*** Data shown
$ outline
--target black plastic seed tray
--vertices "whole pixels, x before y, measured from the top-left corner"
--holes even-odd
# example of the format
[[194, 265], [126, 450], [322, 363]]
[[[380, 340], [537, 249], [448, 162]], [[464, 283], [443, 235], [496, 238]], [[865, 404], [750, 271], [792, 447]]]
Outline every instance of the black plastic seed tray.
******
*** Data shown
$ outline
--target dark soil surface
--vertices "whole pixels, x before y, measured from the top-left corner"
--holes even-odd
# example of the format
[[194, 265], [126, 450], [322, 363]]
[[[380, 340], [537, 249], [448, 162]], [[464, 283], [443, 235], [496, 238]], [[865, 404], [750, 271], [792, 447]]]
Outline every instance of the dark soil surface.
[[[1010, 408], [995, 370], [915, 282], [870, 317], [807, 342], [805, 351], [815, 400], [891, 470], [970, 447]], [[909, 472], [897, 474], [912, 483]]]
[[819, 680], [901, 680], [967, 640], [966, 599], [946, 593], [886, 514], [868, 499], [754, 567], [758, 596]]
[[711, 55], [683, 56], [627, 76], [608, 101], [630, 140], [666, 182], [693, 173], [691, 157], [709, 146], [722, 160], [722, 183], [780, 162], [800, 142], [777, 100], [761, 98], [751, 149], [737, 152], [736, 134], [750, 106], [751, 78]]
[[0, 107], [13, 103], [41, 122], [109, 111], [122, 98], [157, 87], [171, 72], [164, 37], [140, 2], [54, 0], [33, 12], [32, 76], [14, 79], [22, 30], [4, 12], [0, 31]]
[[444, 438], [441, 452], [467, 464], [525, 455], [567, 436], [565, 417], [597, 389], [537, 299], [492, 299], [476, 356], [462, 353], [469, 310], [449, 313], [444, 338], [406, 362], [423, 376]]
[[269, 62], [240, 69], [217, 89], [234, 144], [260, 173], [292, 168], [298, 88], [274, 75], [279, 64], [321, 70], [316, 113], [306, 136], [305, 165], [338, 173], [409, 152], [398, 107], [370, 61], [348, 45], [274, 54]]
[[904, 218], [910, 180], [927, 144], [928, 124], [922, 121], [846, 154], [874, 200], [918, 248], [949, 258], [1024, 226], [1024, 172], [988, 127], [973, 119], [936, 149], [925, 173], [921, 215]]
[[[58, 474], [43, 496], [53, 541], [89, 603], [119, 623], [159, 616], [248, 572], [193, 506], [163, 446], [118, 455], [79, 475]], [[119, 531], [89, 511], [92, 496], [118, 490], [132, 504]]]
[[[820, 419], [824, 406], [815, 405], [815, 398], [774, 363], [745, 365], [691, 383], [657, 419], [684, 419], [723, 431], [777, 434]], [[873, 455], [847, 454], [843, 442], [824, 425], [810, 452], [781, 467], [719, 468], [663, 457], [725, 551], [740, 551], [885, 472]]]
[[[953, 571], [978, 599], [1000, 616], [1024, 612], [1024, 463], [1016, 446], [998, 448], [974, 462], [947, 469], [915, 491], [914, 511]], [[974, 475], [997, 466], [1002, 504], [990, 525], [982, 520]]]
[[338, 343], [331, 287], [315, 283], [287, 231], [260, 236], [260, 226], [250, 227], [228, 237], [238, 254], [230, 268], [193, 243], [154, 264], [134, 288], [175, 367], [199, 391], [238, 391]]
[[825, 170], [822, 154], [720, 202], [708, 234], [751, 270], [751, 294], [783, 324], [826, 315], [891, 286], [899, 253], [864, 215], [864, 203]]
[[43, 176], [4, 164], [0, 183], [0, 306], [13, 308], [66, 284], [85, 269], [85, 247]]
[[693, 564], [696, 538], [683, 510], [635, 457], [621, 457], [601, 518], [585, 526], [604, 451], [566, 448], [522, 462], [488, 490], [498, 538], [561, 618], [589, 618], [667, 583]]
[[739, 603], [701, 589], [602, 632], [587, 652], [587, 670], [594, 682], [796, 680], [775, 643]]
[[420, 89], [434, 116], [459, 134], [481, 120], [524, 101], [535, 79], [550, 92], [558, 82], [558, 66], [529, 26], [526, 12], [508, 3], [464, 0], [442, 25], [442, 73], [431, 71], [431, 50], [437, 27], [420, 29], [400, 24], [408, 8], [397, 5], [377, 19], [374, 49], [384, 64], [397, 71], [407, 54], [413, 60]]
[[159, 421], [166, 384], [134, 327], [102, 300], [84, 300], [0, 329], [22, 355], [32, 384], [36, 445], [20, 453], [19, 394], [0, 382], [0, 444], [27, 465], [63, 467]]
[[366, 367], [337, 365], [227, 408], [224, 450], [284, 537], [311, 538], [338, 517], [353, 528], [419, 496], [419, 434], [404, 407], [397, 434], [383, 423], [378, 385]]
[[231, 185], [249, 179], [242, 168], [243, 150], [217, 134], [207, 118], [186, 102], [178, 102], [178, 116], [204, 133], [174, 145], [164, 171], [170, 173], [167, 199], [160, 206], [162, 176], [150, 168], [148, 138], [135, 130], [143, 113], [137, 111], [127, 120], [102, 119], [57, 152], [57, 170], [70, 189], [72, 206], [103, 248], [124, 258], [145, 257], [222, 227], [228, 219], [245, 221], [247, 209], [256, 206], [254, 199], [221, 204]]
******
What the task asks
Identify every line of the listing that contains the word "dark", and copy each one. Case counts.

Exercise solution
--target dark soil surface
Outline every instance of the dark soil surface.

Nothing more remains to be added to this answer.